### Dataset
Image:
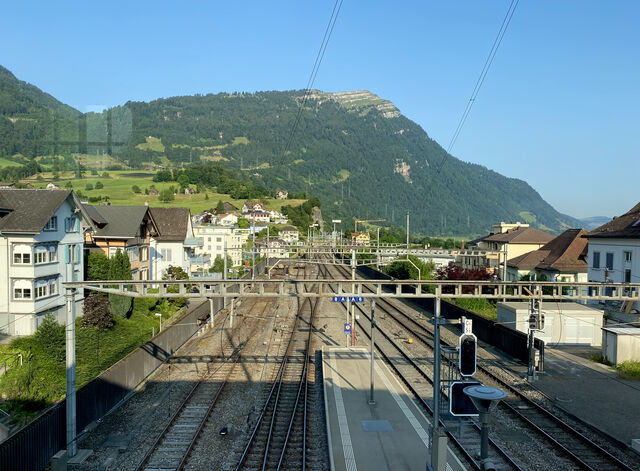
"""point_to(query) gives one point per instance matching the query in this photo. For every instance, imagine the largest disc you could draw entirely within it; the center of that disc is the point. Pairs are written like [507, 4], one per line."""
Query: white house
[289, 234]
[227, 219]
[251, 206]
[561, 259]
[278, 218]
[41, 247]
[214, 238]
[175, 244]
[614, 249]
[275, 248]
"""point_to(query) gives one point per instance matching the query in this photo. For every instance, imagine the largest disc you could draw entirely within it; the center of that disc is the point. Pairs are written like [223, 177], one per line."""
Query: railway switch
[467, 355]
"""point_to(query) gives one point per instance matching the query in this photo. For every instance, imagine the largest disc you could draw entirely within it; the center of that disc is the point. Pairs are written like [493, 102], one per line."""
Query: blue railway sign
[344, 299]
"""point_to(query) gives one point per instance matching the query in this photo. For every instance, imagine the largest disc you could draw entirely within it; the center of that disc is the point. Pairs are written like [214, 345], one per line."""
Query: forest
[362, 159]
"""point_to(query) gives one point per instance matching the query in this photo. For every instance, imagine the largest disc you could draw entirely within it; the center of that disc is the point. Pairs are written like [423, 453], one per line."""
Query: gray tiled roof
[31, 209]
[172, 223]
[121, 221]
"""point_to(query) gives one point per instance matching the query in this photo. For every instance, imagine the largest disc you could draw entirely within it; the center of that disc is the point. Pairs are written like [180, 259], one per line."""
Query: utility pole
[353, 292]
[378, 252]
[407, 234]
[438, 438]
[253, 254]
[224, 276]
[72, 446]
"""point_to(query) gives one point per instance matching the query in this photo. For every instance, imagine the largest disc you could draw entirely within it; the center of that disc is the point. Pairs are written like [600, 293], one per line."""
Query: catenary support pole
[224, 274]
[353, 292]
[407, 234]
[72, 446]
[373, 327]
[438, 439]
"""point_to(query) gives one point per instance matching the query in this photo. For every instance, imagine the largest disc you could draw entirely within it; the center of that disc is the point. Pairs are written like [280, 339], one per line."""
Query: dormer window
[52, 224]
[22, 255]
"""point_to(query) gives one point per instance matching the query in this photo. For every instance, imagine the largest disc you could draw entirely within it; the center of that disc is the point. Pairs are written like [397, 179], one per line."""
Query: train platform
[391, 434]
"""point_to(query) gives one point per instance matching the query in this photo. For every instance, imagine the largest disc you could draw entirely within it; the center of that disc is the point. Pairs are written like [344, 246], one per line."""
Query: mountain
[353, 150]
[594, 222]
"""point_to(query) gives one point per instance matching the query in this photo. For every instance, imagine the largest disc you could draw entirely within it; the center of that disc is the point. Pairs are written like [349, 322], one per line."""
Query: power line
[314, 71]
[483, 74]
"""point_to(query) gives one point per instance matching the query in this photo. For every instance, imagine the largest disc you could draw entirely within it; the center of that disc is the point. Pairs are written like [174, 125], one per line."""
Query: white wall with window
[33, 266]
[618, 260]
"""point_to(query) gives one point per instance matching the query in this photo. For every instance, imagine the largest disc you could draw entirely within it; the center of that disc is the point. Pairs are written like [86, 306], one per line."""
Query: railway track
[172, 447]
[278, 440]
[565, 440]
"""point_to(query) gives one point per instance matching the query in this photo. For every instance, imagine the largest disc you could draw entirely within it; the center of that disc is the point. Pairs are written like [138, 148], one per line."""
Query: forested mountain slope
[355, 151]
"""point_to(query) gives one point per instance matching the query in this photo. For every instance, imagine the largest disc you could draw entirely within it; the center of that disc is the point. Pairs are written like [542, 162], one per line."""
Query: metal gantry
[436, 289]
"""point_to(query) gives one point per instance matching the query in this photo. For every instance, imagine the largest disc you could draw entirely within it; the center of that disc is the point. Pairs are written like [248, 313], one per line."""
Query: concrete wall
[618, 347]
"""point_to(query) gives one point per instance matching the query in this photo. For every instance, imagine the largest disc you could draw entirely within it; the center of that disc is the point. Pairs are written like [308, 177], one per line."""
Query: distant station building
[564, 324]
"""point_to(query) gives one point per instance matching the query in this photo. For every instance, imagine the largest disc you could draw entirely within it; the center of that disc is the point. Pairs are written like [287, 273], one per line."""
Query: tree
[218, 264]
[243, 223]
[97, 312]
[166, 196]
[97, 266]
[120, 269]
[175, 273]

### Task goal
Return each line of the data, keeping its wording exact and omitting pictures.

### Expected answer
Image:
"""point_to(query) gives one point per instance matching the query in this photo. For every instance, imagine the largest disc you could draw entirely within it; the center of that disc is the point. Pairs are written like [507, 4], one per line."""
Query: white house
[289, 234]
[227, 219]
[251, 206]
[561, 259]
[278, 218]
[41, 247]
[214, 238]
[175, 244]
[614, 249]
[275, 248]
"""point_to(query) gives one point per instance matching the query in this photo. For every instance, imagine the largest disc you could draw entirely within it; the center of that disc is the point. Pairs are written like [223, 177], one per line."""
Query: railway switch
[467, 355]
"""point_to(query) gives one point per instance matching the query in this photo. For every instance, imagine the largest disc you could draw entirely within it; the center of that disc is the point. Pairs are written like [493, 102], one per line."""
Query: blue railway sign
[344, 299]
"""point_to(query) gives one point per instance matching the query in this photo. For every instance, imagine the largest disc you could draw entirely within it; the center of that disc is the point. Pairs are written like [214, 345], one per line."""
Query: forest
[362, 159]
"""point_to(query) gives one point per instance matching the query in this photo. For every instance, imagine the largest disc you could draw entirely within it; the center of that disc is the point. Pairs are written like [423, 453], one per line."""
Query: gray tiled roof
[31, 209]
[172, 223]
[121, 221]
"""point_to(query) gives one point per instance matching the query in this photo. For every instance, imagine the largest disc you could draw entirely within it; the center of that disc is the point. Pairs are written like [180, 259], one per line."""
Query: utility pole
[353, 292]
[378, 252]
[407, 234]
[438, 438]
[253, 254]
[224, 276]
[72, 446]
"""point_to(query) gives one point per instance matching the query in this photo. For every instance, imagine the largest disc you could draw entirely within it; the center of that disc is the point. Pairs are written like [600, 293], one per line."""
Query: catenary support pole
[224, 274]
[353, 292]
[407, 234]
[72, 446]
[373, 327]
[438, 439]
"""point_to(query) gives one point per instance matching the query in this photo. For every instance, imagine the largest disc you could draw entirely within it; the center of that disc is the point. Pairs are written like [280, 339], one per line."""
Query: dormer window
[52, 224]
[22, 255]
"""point_to(query) gives one point per instance matching the query in this photo. For every instance, imagine the largest disc you could draw entirely within it; the center of that disc is the point. Pairs are written like [397, 179], one per line."""
Query: train platform
[391, 434]
"""point_to(query) gives one point per instance matching the query in this photo. For every instance, imagine the largest disc you could draw entirely within it; the center of that disc is the point. Pairs are written like [344, 246], one per line."""
Query: mountain
[353, 150]
[594, 222]
"""point_to(query) gives one point per instance matching the query in this photo. For every instance, imagine the largest disc you could draw entirely within it; the center of that disc is the point. Pairs are written like [349, 322], one per line."""
Query: power line
[314, 71]
[483, 74]
"""point_to(query) gives one point per instance matching the query in this photo. For every instance, imagine the largest disc you could draw entirely within it; the center of that disc is the point. Pairs are written like [174, 125], one per line."""
Query: white wall with window
[33, 266]
[618, 260]
"""point_to(query) gives one point per instance matching the query in this photo. For every instance, imagine the largest disc you could draw entirely within it; the center of that disc is the point. Pairs are written like [86, 306], one per line."""
Query: railway track
[172, 447]
[278, 440]
[565, 440]
"""point_to(query) gives one point per instance matching the query in this photo. For every instance, imagine the largest disc you could draw entirely within it; the center of that disc is the point. Pairs are written like [138, 148], one per line."""
Query: forested mountain slope
[355, 151]
"""point_to(query) gives one point per instance matching the query in this photo. For every instance, imagine the largest disc you could draw entirely within it; the center of that disc is the point. Pairs are written like [542, 162], one per line."""
Query: metal gantry
[436, 289]
"""point_to(query) gives one point per instance matching the query in this photo. For every instance, imagine the largest disc you could draw entirely within it; the center of that disc is the point. Pairs are written like [248, 313], one per line."""
Query: concrete wall
[618, 347]
"""point_to(query) gives one point per instance matching the query in this photo. For every instance, imagine the largest disc you could draw entirely within it; the center of that disc is the point. Pairs are written like [308, 177], one per line."""
Query: distant station building
[564, 324]
"""point_to(query) gives one point per instance matching the query in this photo. For every instance, imagine the largest disc you could draw entirely within it; the center of that disc is the point. Pairs are written like [287, 273], one per line."""
Query: tree
[218, 264]
[243, 223]
[97, 312]
[166, 196]
[97, 266]
[120, 269]
[175, 273]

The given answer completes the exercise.